Task requirements -
In the code excerpt below, list every keyword argument passed to `TTVolterraMIMO` when the model is created, with the value given for each.

##### Text extract #####

We'll use `TTVolterraMIMO` with automatic rank selection.

In [None]:
# Split data
n_train = int(0.7 * n_samples)
x_train, x_test = x[:n_train], x[n_train:]
y_train, y_test = y[:n_train], y[n_train:]

print(f"Training samples: {n_train}")
print(f"Testing samples: {len(x_test)}")
print(f"Training data shapes: x={x_train.shape}, y={y_train.shape}")

In [None]:
# Create TT-Volterra model
tt_model = TTVolterraMIMO(
    memory_length=8,
    order=3,
    ranks=[1, 3, 3, 1],  # TT ranks (length = order + 1)
    max_iter=30,
    lambda_reg=1e-5
)

print("TT-Volterra Model Configuration:")
print(f"  Memory length: {tt_model.memory_length}")
print(f"  Nonlinearity order: {tt_model.order}")
print(f"  TT ranks: {tt_model.ranks}")
print(f"  Max iterations: {tt_model.max_iter}")

##### Recorded data #####

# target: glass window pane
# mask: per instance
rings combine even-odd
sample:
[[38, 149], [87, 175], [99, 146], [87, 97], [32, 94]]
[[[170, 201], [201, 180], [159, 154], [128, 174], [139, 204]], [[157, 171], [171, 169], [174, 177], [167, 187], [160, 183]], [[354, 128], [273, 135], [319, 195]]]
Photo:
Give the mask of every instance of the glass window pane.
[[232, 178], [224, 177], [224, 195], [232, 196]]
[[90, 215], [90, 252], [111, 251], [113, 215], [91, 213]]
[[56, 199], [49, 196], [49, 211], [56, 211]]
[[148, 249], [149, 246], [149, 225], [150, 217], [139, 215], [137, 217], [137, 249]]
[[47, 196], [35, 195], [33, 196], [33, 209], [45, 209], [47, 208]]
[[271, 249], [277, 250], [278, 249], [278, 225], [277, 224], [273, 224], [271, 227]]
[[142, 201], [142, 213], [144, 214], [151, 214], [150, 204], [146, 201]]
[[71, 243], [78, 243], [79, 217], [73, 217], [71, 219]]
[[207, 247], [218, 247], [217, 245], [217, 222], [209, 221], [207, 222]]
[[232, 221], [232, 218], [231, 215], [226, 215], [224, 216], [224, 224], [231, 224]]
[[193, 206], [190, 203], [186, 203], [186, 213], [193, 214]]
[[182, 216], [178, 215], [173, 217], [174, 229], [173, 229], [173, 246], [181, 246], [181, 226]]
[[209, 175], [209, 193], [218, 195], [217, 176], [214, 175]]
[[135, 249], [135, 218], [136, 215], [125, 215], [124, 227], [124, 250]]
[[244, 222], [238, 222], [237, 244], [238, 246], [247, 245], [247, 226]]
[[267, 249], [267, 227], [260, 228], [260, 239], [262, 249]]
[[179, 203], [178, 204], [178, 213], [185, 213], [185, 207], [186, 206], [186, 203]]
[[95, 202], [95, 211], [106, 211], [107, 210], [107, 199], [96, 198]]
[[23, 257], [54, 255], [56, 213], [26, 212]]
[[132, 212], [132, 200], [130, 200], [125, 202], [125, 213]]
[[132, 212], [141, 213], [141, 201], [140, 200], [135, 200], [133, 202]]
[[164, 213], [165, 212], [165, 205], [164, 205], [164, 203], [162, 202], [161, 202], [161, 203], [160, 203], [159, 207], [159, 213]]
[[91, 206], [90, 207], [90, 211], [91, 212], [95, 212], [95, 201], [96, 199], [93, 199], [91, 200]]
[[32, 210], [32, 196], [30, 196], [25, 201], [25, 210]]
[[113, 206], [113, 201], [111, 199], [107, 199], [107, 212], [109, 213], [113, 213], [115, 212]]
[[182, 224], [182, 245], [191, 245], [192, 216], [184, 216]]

#####
##### Recorded data #####

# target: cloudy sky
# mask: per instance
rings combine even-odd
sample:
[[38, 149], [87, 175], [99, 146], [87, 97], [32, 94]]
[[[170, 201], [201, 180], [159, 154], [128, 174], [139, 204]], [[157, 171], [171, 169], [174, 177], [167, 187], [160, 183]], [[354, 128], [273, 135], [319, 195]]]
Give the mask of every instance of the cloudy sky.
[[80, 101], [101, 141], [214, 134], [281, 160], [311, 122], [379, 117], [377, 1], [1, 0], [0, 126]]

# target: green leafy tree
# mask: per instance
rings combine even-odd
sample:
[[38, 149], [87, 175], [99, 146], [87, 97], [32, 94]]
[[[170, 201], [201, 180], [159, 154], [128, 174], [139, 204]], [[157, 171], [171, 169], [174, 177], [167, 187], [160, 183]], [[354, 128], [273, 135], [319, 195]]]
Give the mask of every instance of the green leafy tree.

#####

The solution -
- `memory_length=8`
- `order=3`
- `ranks=[1, 3, 3, 1]`
- `max_iter=30`
- `lambda_reg=1e-5`